### Set exercise
Write out the records below again, replacing "sub-tags" with "child tags" wherever it occurs and changing nothing else.

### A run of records
- - -

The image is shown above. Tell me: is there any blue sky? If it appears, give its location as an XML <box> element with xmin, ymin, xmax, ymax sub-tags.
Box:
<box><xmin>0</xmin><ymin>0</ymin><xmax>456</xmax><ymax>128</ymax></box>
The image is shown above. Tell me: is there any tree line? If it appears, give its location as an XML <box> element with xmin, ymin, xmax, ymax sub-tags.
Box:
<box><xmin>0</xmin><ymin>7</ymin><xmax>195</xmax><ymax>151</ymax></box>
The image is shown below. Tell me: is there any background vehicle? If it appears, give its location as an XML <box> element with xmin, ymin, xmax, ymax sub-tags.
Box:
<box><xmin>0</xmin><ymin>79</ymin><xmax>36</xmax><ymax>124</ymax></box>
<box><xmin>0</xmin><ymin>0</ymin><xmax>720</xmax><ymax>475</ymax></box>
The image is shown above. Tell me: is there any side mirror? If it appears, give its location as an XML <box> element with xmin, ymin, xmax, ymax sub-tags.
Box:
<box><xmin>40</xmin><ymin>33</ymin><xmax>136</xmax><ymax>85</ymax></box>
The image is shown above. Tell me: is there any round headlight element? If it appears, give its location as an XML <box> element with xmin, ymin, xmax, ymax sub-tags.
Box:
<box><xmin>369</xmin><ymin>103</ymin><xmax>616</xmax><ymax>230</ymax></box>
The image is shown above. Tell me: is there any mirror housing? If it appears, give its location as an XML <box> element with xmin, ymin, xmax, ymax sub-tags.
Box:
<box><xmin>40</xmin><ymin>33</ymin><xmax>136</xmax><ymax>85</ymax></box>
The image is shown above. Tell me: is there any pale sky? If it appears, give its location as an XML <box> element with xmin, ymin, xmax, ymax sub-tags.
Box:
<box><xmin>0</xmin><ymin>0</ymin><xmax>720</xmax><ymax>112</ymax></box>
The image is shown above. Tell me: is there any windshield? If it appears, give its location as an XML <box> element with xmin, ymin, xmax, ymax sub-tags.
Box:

- - -

### Response for this exercise
The image is shown above. Tell me: is there any blue sky? If it appears, give its location as an XML <box> element with xmin, ymin, xmax, ymax child tags.
Box:
<box><xmin>0</xmin><ymin>0</ymin><xmax>456</xmax><ymax>128</ymax></box>
The image is shown above. Tell me: is there any tree line? If it appears, give its location as an XML <box> element with xmin, ymin, xmax, ymax child tags.
Box:
<box><xmin>0</xmin><ymin>7</ymin><xmax>195</xmax><ymax>151</ymax></box>
The image is shown below. Tell me: is there any background vehicle? If it appears, give its location as an XML <box> element with xmin, ymin, xmax, ymax child tags.
Box:
<box><xmin>0</xmin><ymin>79</ymin><xmax>36</xmax><ymax>124</ymax></box>
<box><xmin>0</xmin><ymin>0</ymin><xmax>720</xmax><ymax>475</ymax></box>
The image is shown above. Tell me: is there any side mirror? If it appears, give its location as an XML <box> element with xmin, ymin, xmax, ymax child tags.
Box:
<box><xmin>40</xmin><ymin>33</ymin><xmax>136</xmax><ymax>85</ymax></box>
The image is shown above. Tell me: is there any round headlight element? If it appears, give its location as an XML <box> element with xmin, ymin, xmax, ymax child tags.
Box:
<box><xmin>369</xmin><ymin>103</ymin><xmax>616</xmax><ymax>230</ymax></box>
The image is shown above. Tell me: is there any mirror housing? If it appears, give its location as an XML <box> element with xmin, ymin, xmax, ymax child tags.
Box:
<box><xmin>40</xmin><ymin>33</ymin><xmax>136</xmax><ymax>85</ymax></box>
The image is shown above. Tell me: is there any pale sky? If it appears, give its location as an XML <box> element with xmin, ymin, xmax, ymax child tags.
Box:
<box><xmin>0</xmin><ymin>0</ymin><xmax>720</xmax><ymax>112</ymax></box>
The image is shown above. Tell me: is there any windshield? If it appears, give its location as an XML <box> element with xmin, ymin, xmax, ymax child tags.
Box:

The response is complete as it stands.